Print out the entries below with no edits.
═══ PROVIDED INFORMATION ═══
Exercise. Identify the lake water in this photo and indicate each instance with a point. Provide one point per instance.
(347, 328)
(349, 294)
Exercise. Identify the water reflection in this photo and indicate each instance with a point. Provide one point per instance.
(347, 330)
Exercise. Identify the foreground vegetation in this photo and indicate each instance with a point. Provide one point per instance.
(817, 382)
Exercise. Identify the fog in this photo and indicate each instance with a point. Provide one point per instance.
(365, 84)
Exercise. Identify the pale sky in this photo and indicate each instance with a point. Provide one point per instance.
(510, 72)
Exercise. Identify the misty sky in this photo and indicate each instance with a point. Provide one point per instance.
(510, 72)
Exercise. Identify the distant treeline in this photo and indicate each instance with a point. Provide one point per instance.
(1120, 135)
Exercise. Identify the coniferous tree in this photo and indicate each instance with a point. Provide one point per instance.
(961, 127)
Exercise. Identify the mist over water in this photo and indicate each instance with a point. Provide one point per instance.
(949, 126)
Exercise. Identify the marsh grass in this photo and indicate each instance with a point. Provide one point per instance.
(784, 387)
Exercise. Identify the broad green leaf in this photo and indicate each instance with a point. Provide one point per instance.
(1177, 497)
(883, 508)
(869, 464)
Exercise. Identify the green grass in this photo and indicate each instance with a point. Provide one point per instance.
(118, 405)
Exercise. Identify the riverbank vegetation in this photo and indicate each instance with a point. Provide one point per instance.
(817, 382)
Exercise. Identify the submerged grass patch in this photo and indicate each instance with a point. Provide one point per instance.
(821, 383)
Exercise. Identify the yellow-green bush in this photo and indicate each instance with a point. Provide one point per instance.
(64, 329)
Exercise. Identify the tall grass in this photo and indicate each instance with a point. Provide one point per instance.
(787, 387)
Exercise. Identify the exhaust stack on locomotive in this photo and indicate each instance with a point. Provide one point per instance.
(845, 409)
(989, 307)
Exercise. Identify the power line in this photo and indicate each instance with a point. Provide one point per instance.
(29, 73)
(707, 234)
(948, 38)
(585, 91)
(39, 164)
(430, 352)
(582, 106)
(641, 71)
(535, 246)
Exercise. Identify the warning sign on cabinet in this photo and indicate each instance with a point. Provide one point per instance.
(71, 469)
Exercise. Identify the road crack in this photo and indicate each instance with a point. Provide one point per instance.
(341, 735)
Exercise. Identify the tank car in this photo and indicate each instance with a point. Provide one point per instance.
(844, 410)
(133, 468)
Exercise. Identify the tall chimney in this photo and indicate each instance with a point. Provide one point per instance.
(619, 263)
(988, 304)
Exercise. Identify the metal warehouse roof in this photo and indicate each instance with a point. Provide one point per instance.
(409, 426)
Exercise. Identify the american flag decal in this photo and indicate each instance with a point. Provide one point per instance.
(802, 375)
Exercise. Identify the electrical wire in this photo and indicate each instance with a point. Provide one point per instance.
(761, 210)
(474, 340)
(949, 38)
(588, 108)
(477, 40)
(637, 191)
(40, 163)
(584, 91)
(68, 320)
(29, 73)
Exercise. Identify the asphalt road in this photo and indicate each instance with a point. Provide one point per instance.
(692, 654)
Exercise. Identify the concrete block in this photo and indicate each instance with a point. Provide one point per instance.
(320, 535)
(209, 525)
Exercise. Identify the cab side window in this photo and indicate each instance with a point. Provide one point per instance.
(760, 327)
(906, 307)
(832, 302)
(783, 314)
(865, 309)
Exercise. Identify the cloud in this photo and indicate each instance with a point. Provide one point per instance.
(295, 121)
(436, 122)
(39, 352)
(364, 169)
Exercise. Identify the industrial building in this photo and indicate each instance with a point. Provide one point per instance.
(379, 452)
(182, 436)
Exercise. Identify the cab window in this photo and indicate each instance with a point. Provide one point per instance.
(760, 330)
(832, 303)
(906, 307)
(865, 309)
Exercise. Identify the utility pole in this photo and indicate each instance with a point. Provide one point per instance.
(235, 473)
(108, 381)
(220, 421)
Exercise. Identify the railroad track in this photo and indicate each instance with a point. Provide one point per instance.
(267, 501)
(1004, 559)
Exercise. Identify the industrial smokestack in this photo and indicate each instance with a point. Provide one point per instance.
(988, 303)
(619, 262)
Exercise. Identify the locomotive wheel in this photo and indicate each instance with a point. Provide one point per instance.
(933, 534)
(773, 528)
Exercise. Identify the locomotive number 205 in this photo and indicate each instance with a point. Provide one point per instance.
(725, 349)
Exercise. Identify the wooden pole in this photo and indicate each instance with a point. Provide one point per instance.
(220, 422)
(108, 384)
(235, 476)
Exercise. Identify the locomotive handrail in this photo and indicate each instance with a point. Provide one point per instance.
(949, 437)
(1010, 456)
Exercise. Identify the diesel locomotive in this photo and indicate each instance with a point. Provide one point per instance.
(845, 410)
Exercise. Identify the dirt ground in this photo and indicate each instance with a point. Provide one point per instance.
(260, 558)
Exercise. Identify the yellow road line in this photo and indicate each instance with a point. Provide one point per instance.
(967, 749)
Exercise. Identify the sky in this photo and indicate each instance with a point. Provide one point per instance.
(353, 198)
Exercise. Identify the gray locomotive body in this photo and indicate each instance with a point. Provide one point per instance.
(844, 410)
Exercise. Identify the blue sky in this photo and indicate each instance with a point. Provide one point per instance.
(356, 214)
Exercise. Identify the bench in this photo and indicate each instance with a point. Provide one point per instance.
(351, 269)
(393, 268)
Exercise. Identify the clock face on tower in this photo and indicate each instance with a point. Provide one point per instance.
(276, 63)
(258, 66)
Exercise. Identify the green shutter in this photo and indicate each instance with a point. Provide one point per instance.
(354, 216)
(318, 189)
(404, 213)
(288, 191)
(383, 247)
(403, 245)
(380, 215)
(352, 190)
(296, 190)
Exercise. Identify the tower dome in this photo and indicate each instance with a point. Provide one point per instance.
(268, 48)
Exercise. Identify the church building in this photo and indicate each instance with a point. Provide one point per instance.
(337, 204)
═══
- [WRITTEN SOLUTION]:
Exercise. Identify the lake water in this photo and indicate each instance with a point. Provide one point per instance.
(347, 328)
(349, 294)
Exercise. Identify the water reflection in this photo and indicate each instance with a point. Provide one point per instance.
(347, 330)
Exercise. Identify the foreground vegetation in this photo and indicate each instance with a point. Provide one point per instance.
(817, 382)
Exercise. Identify the fog in this photo and indicate each instance with a point. Provide one point per instance.
(365, 84)
Exercise. Identify the pale sky in this photo and indicate each instance with a point. Provide one point per instance.
(510, 72)
Exercise. Identify the misty sky in this photo and indicate each instance with a point. Provide one point per instance.
(510, 72)
Exercise. Identify the distant treeline in this photo and indicate each instance with a point. Provide one point per instance.
(1120, 135)
Exercise. Identify the coniferous tree in this photo and indicate each instance with a point. Provide one point per instance.
(961, 127)
Exercise. Identify the mist over water in this photo and indicate each instance with a point. Provide one point per instance.
(949, 126)
Exercise. Identify the marsh grass in this photo and indicate each instance with a point. Provide one point per instance.
(784, 387)
Exercise. Identify the broad green leaf in this photo and indicate each instance with a point. Provide one point per instance.
(1177, 497)
(883, 508)
(869, 464)
Exercise. Identify the green grass in this photo and indicate each instance with a point. Provide one point per instance.
(118, 405)
Exercise. Identify the riverbank vegetation in this photo and indicate each instance with a point. Provide one point per instance.
(817, 382)
Exercise. Identify the submerged grass patch in this photo and indicate each instance with a point. Provide one point per instance.
(821, 383)
Exercise. Identify the yellow-green bush in this photo and indicate each instance with a point. Provide one point per instance.
(64, 329)
Exercise. Identify the tall grass in this photo and indicate each instance with a point. Provide one point per instance.
(787, 387)
Exercise. Identify the exhaust stack on locomotive in this photo and indicate each instance with a point. Provide one point per instance.
(845, 409)
(989, 307)
Exercise. Identify the power line in this photo and indicate each instance with a point. Provide one point per instance.
(29, 73)
(707, 234)
(948, 38)
(585, 91)
(39, 164)
(430, 352)
(582, 106)
(641, 71)
(535, 246)
Exercise. Identify the warning sign on cabinet in this photo and indicate each instance with a point. Provide one point per instance.
(71, 469)
Exercise. Identify the road crack in this photo and indicate each instance with a point. Provide one point per instance.
(341, 735)
Exercise. Identify the tank car in this photo and indicate each instance with a point. Provide one point per instance.
(844, 410)
(133, 468)
Exercise. Identify the tall chimney in this photo and indicate each instance with a point. Provide one point per instance.
(619, 263)
(988, 304)
Exercise. Identify the metal warehouse roof in this photo and indicate each instance with a point. Provide one point per instance.
(409, 426)
Exercise. Identify the american flag decal in this photo and indicate each instance with a point. Provide one point per instance.
(802, 375)
Exercise. Identify the electrical wire in this photo and indicate each instance with a point. Provide one point per instance.
(761, 210)
(474, 340)
(949, 38)
(588, 108)
(477, 40)
(637, 191)
(40, 163)
(584, 91)
(68, 320)
(29, 73)
Exercise. Identify the asphalt road in this photo and indicate each instance with a point. Provide one point per instance.
(692, 654)
Exercise. Identify the concrete block in this photo and indicate each instance with a point. Provide one point per instance.
(320, 535)
(209, 525)
Exercise. Identify the cab side window in this photo and indicate each instance with a point. Provide one point per instance.
(760, 327)
(906, 307)
(832, 302)
(783, 314)
(865, 309)
Exercise. Identify the cloud in this photo and indicate each instance with a point. Provide one point per instance.
(295, 121)
(436, 122)
(39, 352)
(364, 169)
Exercise. Identify the industrial building in this photo and indicate each instance with a point. Provide one point per instance.
(379, 452)
(182, 436)
Exercise. Identify the cab window in this photo and indicate each instance with a point. Provide one point per instance.
(760, 330)
(832, 303)
(906, 307)
(865, 309)
Exercise. Identify the utility pole in this photo and indicate each instance with a point. Provide one point per instance.
(235, 473)
(108, 381)
(220, 421)
Exercise. Identify the railroad track in this photo and indicate each instance with a point. Provide one point per instance.
(267, 501)
(1004, 559)
Exercise. Identify the industrial smokestack in this photo and indicate each instance with a point. Provide one point per instance.
(988, 303)
(619, 262)
Exercise. Identify the locomotive wheel in this photo and indicate each instance with a point. Provide one point per instance.
(933, 534)
(773, 528)
Exercise. Identify the locomotive number 205 in this photo and indicate each instance with a point. Provide one point per instance.
(725, 349)
Exercise. Identify the wooden pole in this photo and indicate each instance with a point. Provide one point per instance.
(220, 422)
(108, 384)
(235, 476)
Exercise. Identify the locomotive handrail in this photo and indicate each instance with a point. Provide one point per instance.
(949, 437)
(1010, 456)
Exercise. Identify the diesel locomotive in this photo and indicate each instance with a point. Provide one point per instance.
(845, 410)
Exercise. Identify the dirt ground in this photo and indicate each instance with a point. Provide one point per instance.
(260, 558)
Exercise. Identify the yellow road line in this photo and indicate each instance with a point. Provide one point per instance.
(967, 749)
Exercise. Identify the sky in this photo and indicate each instance with a point. Provide one point per instance.
(353, 198)
Exercise. Identify the gray locomotive body in this photo and indicate each instance with a point. Provide one point per instance.
(844, 410)
Exercise. Identify the blue sky in this photo and indicate each instance with a point. Provide one point per instance.
(356, 214)
Exercise. Identify the bench in this photo and indicate each instance with a point. Provide one point per instance.
(351, 269)
(393, 268)
Exercise. Identify the clock face on tower in this photo and indicate each instance with a point. Provide one point per instance.
(276, 63)
(258, 66)
Exercise. Identify the green shutter in this photo and indicate each instance with a point. Provide one point per instance.
(354, 216)
(318, 189)
(404, 213)
(288, 191)
(383, 247)
(403, 245)
(380, 215)
(352, 190)
(296, 190)
Exercise. Identify the tower dome in this photo and indicate each instance with a point. Provide one point per instance.
(268, 48)
Exercise. Identify the church building in this photo and indicate each instance with a point. Provide one point per instance.
(337, 204)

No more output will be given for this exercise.